## [Dokumenttext]
"""

Der Inhalt dieser Begriffe und das Prinzip, das ihren Aufbau bestimmt, wird daher erst ganz durchsichtig, wenn man neben und hinter ihrem abstrakt logischen Sinn ihren teleologischen Sinn erfaßt. Die Wörter der Sprache sind nicht sowohl die Wiedergabe feststehender Bestimmtheiten der Natur und der Vorstellungswelt, als sie vielmehr Richtungen und Richtlinien des Bestimmens selbst bezeichnen. Hier steht das Bewußtsein der Gesamtheit der sinnlichen Eindrücke nicht passiv gegenüber, sondern es durchdringt sie und erfüllt sie mit seinem eigenen inneren Leben. Nur was die innere Aktivität in irgendeiner Weise berührt, was für sie „bedeutsam“ erscheint, empfängt auch sprachlich den Stempel der Bedeutung. Wenn man daher von den Begriffen überhaupt gesagt hat, daß das Prinzip ihrer Bildung statt als ein Prinzip der „Abstraktion“


  1. [1] Vgl. hrz. bes. einen Aufsatz Meinhofs, Über die Einwirkung der Beschäftigung auf die Sprache bei den Bantustämmen Afrikas (Globus, Bd. 75 [1899], S. 361 ff.).

"""

## [Datenauszug]
"""

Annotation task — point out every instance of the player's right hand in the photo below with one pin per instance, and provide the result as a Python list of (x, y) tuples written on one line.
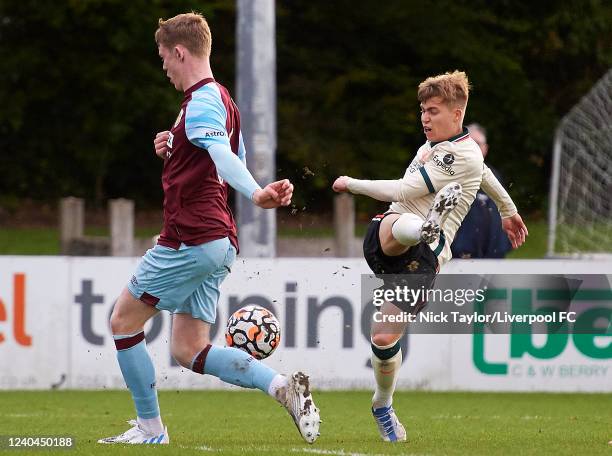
[(160, 144), (341, 184)]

"""

## [Arbeitsauftrag 1]
Was bezeichnen die Wörter der Sprache laut dem Text über Sprache und Begriffe eigentlich, statt feste Bestimmtheiten der Natur wiederzugeben?
## [Arbeitsauftrag 2]
Übersetze diesen Satz aus dem Dokumenttext ins Englische: „Nur was die innere Aktivität in irgendeiner Weise berührt, was für sie „bedeutsam“ erscheint, empfängt auch sprachlich den Stempel der Bedeutung.“
Die Daten braucht man hier nicht.

## [Ergebnis 1]
Sie bezeichnen Richtungen und Richtlinien des Bestimmens selbst.

## [Ergebnis 2]
Only what in some way touches inner activity, what appears "significant" to it, also receives the stamp of meaning in language.